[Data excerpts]
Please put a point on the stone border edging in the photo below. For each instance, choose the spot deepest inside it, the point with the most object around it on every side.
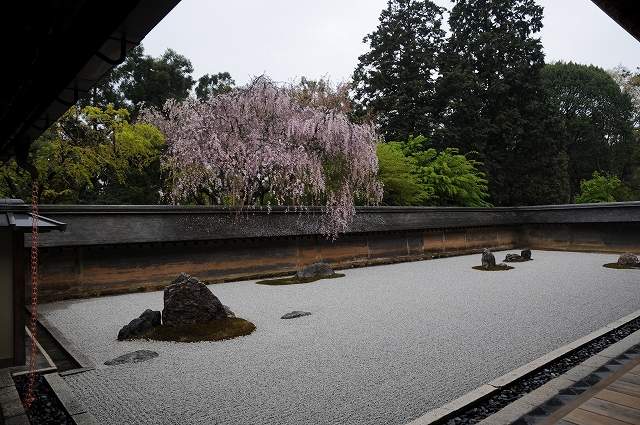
(540, 396)
(71, 404)
(68, 346)
(11, 409)
(474, 397)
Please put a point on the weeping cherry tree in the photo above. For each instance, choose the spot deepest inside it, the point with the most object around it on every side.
(258, 145)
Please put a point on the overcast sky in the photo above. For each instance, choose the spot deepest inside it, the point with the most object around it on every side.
(289, 39)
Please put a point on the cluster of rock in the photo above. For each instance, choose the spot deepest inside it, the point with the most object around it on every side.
(316, 269)
(524, 255)
(186, 301)
(489, 260)
(628, 260)
(143, 324)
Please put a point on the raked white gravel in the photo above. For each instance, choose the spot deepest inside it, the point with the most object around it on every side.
(384, 344)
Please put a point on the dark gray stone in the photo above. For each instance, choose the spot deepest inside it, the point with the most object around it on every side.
(513, 257)
(187, 300)
(135, 357)
(152, 316)
(229, 312)
(143, 324)
(628, 259)
(316, 269)
(295, 314)
(488, 259)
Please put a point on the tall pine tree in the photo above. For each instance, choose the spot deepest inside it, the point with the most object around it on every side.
(491, 101)
(395, 80)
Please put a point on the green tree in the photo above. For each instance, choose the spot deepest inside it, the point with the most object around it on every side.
(595, 129)
(143, 78)
(419, 175)
(629, 83)
(209, 85)
(489, 97)
(601, 188)
(395, 80)
(399, 174)
(83, 155)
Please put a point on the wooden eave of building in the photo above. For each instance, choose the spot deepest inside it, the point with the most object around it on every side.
(625, 12)
(56, 51)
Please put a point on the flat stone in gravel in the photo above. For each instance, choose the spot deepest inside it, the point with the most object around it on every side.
(135, 357)
(295, 314)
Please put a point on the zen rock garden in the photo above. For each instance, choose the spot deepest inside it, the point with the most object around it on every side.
(193, 313)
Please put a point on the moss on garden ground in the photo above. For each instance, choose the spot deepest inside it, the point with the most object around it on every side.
(492, 269)
(294, 281)
(616, 266)
(216, 330)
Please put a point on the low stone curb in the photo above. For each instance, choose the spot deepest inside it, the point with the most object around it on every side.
(12, 410)
(528, 402)
(67, 345)
(71, 404)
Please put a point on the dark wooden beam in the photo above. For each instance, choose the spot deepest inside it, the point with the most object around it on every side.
(19, 356)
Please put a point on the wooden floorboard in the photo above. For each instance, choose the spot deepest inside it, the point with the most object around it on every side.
(615, 403)
(612, 410)
(584, 417)
(618, 398)
(633, 379)
(624, 387)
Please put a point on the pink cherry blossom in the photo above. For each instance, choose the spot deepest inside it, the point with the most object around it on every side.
(258, 143)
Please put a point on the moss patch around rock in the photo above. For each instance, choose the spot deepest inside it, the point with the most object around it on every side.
(616, 266)
(216, 330)
(294, 281)
(492, 269)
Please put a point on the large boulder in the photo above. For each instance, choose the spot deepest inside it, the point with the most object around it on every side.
(143, 324)
(316, 269)
(488, 259)
(628, 259)
(187, 300)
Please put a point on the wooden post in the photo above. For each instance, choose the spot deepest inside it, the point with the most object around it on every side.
(19, 283)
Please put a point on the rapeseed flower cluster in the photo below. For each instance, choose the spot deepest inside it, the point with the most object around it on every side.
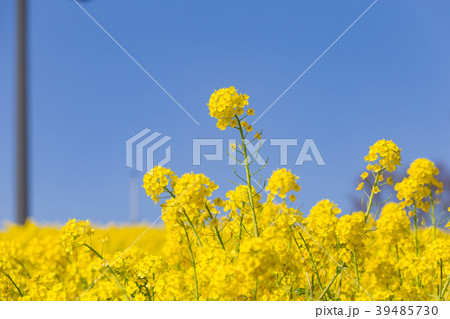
(252, 244)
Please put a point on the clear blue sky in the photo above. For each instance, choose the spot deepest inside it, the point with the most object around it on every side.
(388, 77)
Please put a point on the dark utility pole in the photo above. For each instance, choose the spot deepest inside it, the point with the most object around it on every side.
(21, 125)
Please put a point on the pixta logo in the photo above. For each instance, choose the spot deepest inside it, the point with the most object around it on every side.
(141, 147)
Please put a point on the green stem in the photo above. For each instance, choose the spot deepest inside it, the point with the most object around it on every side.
(316, 272)
(433, 213)
(355, 260)
(372, 193)
(17, 287)
(327, 288)
(249, 183)
(193, 228)
(216, 230)
(111, 270)
(192, 260)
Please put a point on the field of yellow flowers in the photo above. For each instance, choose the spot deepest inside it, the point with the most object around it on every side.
(253, 244)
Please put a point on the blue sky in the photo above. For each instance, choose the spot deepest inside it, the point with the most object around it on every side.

ASSIGNED TASK
From top to bottom, restate the records above exactly and omit every picture.

PROBLEM SOLUTION
Please put a point on the stone border edging in the photo below. For each instance, choose the spot deepest inside it, the point with the most object around it on every side.
(540, 396)
(71, 404)
(68, 346)
(11, 409)
(474, 397)
Please put a point on the weeping cherry tree in the photo above. For each instance, choose the spot deepest inside it, the point with the most object around it on every side.
(258, 145)
Please put a point on the overcast sky in the photo above. For each instance, choose the spot deepest inside it, the point with the most object around it on every side.
(289, 39)
Please put a point on the cluster of rock in the photo above. For each instance, choose the spot deepest inside it, the point with the most object around it on every side.
(316, 269)
(524, 255)
(186, 301)
(489, 260)
(628, 260)
(143, 324)
Please put a point on the raked white gravel in the photo above. For each instance, choose the spot deepest inside it, the point with the most object around it on every side.
(384, 344)
Please put a point on the dark gray stone in the photo above. For each instance, choose the spot deepest inside it, the point with the most object around it on every side.
(513, 257)
(187, 300)
(135, 357)
(152, 316)
(229, 312)
(143, 324)
(628, 259)
(316, 269)
(295, 314)
(488, 259)
Please put a point on the tall pine tree in the photo above. For each instance, choose the spot deepest inside it, the point with the most object around it on every side.
(491, 101)
(395, 80)
Please put a point on the green tree in the photo above. For each instance, choose the spot deepest inside it, the point with the most object around it on every side.
(595, 129)
(143, 78)
(419, 175)
(629, 83)
(209, 85)
(489, 97)
(601, 188)
(395, 80)
(399, 174)
(83, 155)
Please put a point on the wooden eave of building in the photo above. For each instance, choose the spot deepest inside it, the point with the most object around it on every side.
(625, 12)
(56, 51)
Please put a point on the flat stone in gravel in the photo above. For each instance, choose the spot deepest inside it, the point with the most object around it on every side.
(135, 357)
(295, 314)
Please put a point on the zen rock garden in the photo above. For each instance, choose the spot deepest inside it, the point with the most object around it on every side.
(193, 313)
Please put a point on the moss on garden ground in the photo above. For each instance, choose the spot deepest inside it, the point with the most object around it on every side.
(492, 269)
(294, 281)
(616, 266)
(216, 330)
Please put a point on the low stone curb in the photo above. For each instance, choose the spot deepest inside it, the point with the most object around it on every side.
(12, 410)
(528, 402)
(67, 345)
(71, 404)
Please put a point on the dark wooden beam in the photo above. For each instance, choose the spot deepest inside it, the point with the most object around it on every side.
(19, 356)
Please put a point on the wooden floorboard in the photo above. For each instance, choose the spot deepest inside it, the point with the most object around it on every side.
(615, 403)
(612, 410)
(584, 417)
(618, 398)
(633, 379)
(624, 387)
Please put a point on the pink cherry blossom in the photo above. For each instance, choose the spot deepest inside it, the point with the most object around it on every side.
(258, 143)
Please put a point on the moss patch around rock in the photo above. For each instance, choose the spot deepest inside it, the point with the most object around it on every side.
(616, 266)
(216, 330)
(294, 281)
(492, 269)
Please put a point on the large boulder in the photo above. For each instance, choose the spot deepest inside it, the point with the most object around it on every side.
(143, 324)
(316, 269)
(488, 259)
(628, 259)
(187, 300)
Please put a point on the wooden post in the photo above. For each instance, choose the spot deepest inside it, the point with the most object around it on every side.
(19, 283)
Please put a point on the rapeseed flower cluster in the photo below. For each instance, choose the spot deepest inside it, the point with the most object around it on every side.
(252, 244)
Please put a point on the clear blue sky in the photo above. For each instance, choose the spot deepest inside it, the point with the most object around it on every side.
(388, 77)
Please put a point on the dark utility pole in the photo above. For each instance, choose the spot deepest inside it, the point with the most object around it on every side.
(21, 125)
Please put a point on the pixta logo in the photo above. For each instance, choose the spot deepest inside it, the point with the most object around it on every side.
(141, 147)
Please put a point on the green stem in the photo above. For each instance, choose the spot deepest inside it, the point with the most object around it on every side.
(316, 272)
(433, 213)
(355, 260)
(372, 193)
(17, 287)
(327, 288)
(249, 183)
(193, 228)
(216, 230)
(111, 270)
(192, 260)
Please put a point on the field of yellow flowers in the photo above. For each instance, choose the spot deepest inside it, the point with the most object around it on every side.
(253, 244)
Please put a point on the blue sky in the photo above. For each instance, choose the spot deepest inside it, the point with the most object around it on every side.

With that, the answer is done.